Where a line holds the word "green", copy that line from the data below.

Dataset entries
※ ※ ※

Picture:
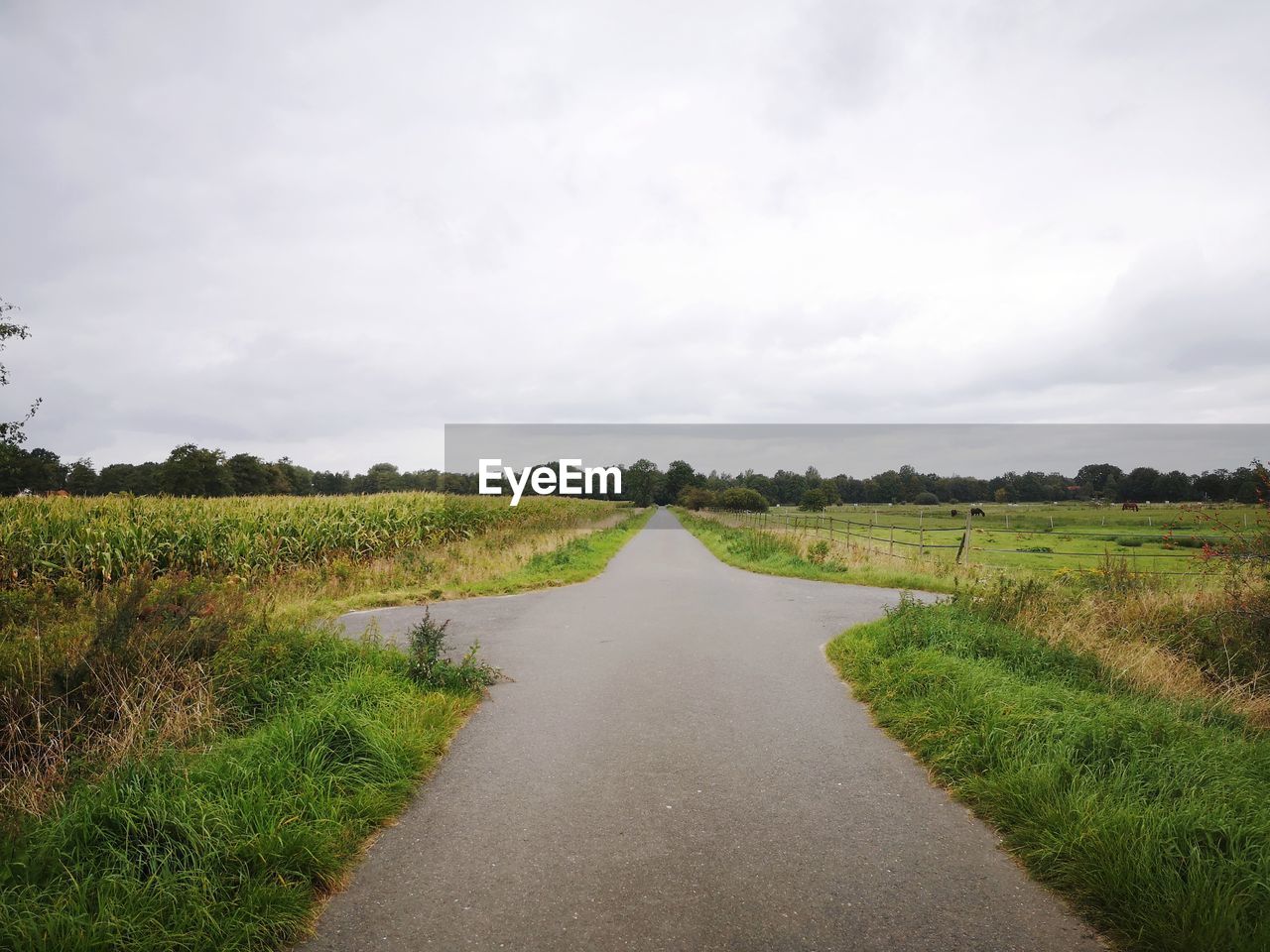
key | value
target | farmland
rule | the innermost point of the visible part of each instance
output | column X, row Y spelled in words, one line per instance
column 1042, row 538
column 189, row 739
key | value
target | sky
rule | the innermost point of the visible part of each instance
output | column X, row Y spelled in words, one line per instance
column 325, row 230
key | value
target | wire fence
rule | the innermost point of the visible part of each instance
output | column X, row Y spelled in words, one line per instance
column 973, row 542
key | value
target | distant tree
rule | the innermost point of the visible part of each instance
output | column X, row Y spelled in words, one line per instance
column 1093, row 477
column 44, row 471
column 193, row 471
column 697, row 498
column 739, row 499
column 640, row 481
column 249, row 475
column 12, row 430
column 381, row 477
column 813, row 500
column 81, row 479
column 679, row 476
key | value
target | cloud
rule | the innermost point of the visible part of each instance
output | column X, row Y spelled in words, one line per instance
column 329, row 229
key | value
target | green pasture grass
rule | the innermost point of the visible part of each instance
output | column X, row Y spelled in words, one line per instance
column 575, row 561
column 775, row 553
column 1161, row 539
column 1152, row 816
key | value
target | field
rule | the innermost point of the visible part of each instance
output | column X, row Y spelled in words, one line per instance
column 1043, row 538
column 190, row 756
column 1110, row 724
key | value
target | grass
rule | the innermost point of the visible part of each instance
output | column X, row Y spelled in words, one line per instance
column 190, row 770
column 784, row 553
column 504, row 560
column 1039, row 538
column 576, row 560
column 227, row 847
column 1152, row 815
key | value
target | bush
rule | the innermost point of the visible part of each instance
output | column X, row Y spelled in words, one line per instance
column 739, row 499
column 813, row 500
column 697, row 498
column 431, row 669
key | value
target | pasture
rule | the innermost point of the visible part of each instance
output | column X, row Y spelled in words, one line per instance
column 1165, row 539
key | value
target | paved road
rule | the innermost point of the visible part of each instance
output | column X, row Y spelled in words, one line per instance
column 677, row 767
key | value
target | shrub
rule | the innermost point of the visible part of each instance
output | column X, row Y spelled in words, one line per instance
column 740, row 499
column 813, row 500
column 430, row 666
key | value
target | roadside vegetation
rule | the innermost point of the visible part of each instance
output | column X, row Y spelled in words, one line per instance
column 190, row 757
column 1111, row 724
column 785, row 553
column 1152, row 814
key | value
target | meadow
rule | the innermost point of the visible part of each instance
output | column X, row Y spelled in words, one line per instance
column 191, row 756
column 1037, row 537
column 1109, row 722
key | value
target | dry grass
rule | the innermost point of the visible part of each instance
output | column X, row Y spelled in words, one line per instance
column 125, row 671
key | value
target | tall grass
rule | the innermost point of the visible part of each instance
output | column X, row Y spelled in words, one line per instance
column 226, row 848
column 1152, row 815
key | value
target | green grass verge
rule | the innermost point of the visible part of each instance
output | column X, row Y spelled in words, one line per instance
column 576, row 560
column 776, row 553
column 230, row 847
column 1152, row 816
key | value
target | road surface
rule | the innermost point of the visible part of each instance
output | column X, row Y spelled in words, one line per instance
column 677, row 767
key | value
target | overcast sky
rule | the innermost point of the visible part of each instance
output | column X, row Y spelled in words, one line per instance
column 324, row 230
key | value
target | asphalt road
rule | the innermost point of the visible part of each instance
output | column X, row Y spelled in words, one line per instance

※ ※ ※

> [WRITTEN REPLY]:
target | green pasture grass
target | green grass verge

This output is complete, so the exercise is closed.